* _Stated goal_
Continue the text on universal credit deductions for non-dependants and debt from the point where it stops.
--- start Source text ---
Universal credit deductions for non-dependants and debt

A housing cost contribution is deducted from housing cost element if a non-dependant lives with a claimant or if a claimant owes money to DWP or other creditors.

This content applies to England

Non-dependant deductions and exemptions

A non-dependant is an adult member of the claimant's household or the 'extended benefit unit'. They are normally a family member.

Non-dependants are usually expected to contribute towards the rent and the claimant's housing cost element is reduced accordingly. A 'housing cost contribution' is equivalent to a 'non-dependant deduction' under the housing benefit rules. It applies to claimants who are renting their home in the social or private rented sectors.

The 2021/22 rate for each non-dependant is set at £75.53 each month.[1]

Claimants exempt from deductions

A housing cost contribution will not be deducted where the claimant or their partner is:[2]

  • registered blind

  • in receipt of the care component of disability living allowance (middle or highest rate), attendance allowance, the daily living component of personal independence payment or they are entitled to one of these payments, but are not receiving it as a consequence of receiving support under other legislation

Non-dependants exempt from deductions

No housing cost contribution is deducted if the non-dependant is:[3]

  • aged under 21

  • in receipt of pension credit

  • in receipt of the care component of disability living allowance (middle or highest rate), attendance allowance, the daily living component of personal independence payment or they are entitled to one of these payments, but aren't receiving it as a consequence of receiving support under other legislation

  • in receipt of carer's allowance

  • a prisoner

  • a carer of a child aged under 5

  • a child or step-child in the Armed Forces

In order to qualify for an exemption from deduction, the child or step-child in the Armed Forces must:[4]

  • be away on operations

  • have been living at the claimant's home immediately before leaving to go on operations

  • intend to return to the claimant's home

'Operations' include duty outside the UK, pre-deployment training and post-operation leave, also known as 'normalisation'.
--- end Source text ---
--- start Supplied entries ---
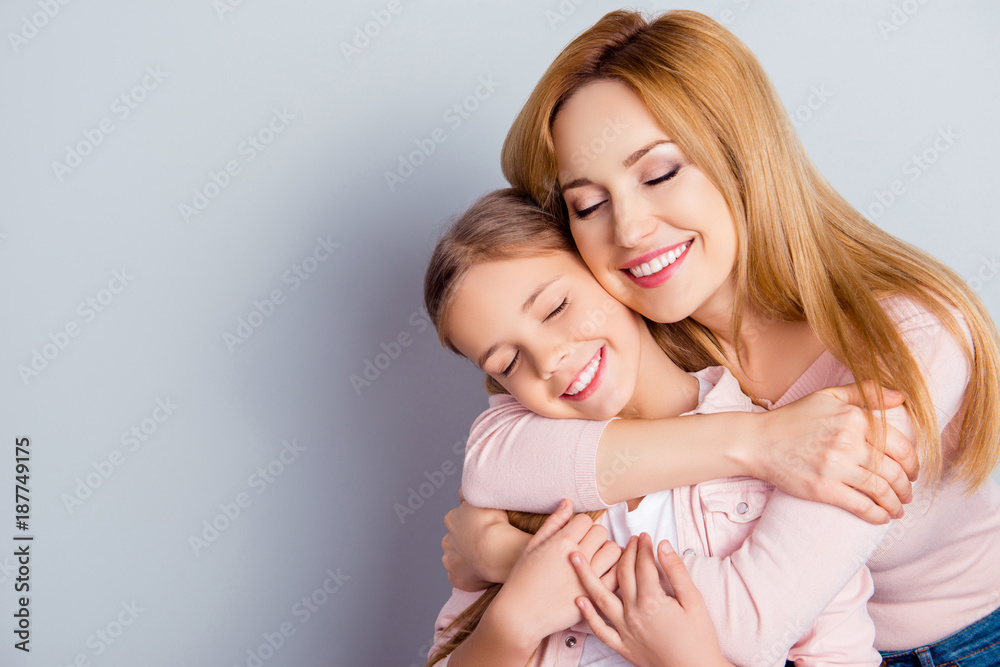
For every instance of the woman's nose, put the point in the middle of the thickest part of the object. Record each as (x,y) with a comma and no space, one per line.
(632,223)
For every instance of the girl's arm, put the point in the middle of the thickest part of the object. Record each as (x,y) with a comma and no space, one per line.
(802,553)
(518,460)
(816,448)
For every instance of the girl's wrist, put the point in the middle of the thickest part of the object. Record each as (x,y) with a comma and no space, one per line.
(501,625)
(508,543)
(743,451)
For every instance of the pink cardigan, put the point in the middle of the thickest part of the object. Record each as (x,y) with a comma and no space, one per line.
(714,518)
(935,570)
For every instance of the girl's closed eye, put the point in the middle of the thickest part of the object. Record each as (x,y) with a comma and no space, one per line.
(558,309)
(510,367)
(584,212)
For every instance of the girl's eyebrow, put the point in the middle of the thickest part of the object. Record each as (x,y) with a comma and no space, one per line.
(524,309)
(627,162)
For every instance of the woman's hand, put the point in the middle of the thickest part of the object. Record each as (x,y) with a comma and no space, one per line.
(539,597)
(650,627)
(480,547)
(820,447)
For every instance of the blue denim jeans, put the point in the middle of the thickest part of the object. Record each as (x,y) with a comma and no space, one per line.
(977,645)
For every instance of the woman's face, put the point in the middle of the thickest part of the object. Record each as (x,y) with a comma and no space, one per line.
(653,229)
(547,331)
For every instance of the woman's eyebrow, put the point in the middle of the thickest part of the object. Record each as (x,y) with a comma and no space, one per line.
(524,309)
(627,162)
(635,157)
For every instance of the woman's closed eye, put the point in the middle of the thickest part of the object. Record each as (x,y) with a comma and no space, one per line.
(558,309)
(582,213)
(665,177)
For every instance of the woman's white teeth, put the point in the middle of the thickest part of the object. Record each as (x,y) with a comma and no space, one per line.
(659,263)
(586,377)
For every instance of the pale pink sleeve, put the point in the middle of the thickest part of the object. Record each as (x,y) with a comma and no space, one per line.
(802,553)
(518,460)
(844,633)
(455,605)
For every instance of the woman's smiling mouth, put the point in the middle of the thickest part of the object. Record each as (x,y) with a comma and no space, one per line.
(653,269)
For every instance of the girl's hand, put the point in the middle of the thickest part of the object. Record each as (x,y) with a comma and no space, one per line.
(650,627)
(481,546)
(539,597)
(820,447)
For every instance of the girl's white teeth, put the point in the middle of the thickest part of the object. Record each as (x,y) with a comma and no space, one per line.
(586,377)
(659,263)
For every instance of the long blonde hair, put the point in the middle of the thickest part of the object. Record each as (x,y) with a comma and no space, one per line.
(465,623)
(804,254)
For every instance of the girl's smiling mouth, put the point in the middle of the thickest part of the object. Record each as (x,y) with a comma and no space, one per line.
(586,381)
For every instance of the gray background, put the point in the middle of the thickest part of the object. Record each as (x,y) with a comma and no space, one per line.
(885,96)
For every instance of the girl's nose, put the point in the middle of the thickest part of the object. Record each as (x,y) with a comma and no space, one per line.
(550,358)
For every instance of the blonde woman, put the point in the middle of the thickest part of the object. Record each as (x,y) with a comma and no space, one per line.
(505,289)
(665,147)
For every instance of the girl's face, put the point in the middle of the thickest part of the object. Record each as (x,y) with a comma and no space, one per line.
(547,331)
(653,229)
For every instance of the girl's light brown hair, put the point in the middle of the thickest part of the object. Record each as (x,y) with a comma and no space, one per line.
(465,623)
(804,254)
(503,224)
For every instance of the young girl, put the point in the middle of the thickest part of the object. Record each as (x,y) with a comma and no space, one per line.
--- end Supplied entries ---
* _Result of the task_
Deductions for debts to DWP

DWP can make deductions from UC payments in respect of repayments they are owed by the claimant, such as repayments for:

  • budgeting loans and advances[5]

  • universal credit advances[6]

  • overpayments[7]

  • financial penalties in suspected fraud cases where these are accepted by the applicant as an alternative to criminal prosecution[8]

  • civil penalties imposed by DWP where an applicant has received an overpayment due to negligently providing incorrect information or failing to provide information without reasonable excuse[9]

The repayment amount will normally be based on either repaying the debt within a certain time period, or at a certain percentage of the UC award. See DWP's Benefit overpayment recovery guide for details.

Deductions for debts to other creditors

DWP can make deductions from universal credit and pay the amount to other creditors.[10] This is called a 'third party deduction'. A full list of payments in respect of which deductions can be made is given in guidance to DWP staff and includes arrears of:[11]

  • housing costs (that is payments towards mortgage interest charges)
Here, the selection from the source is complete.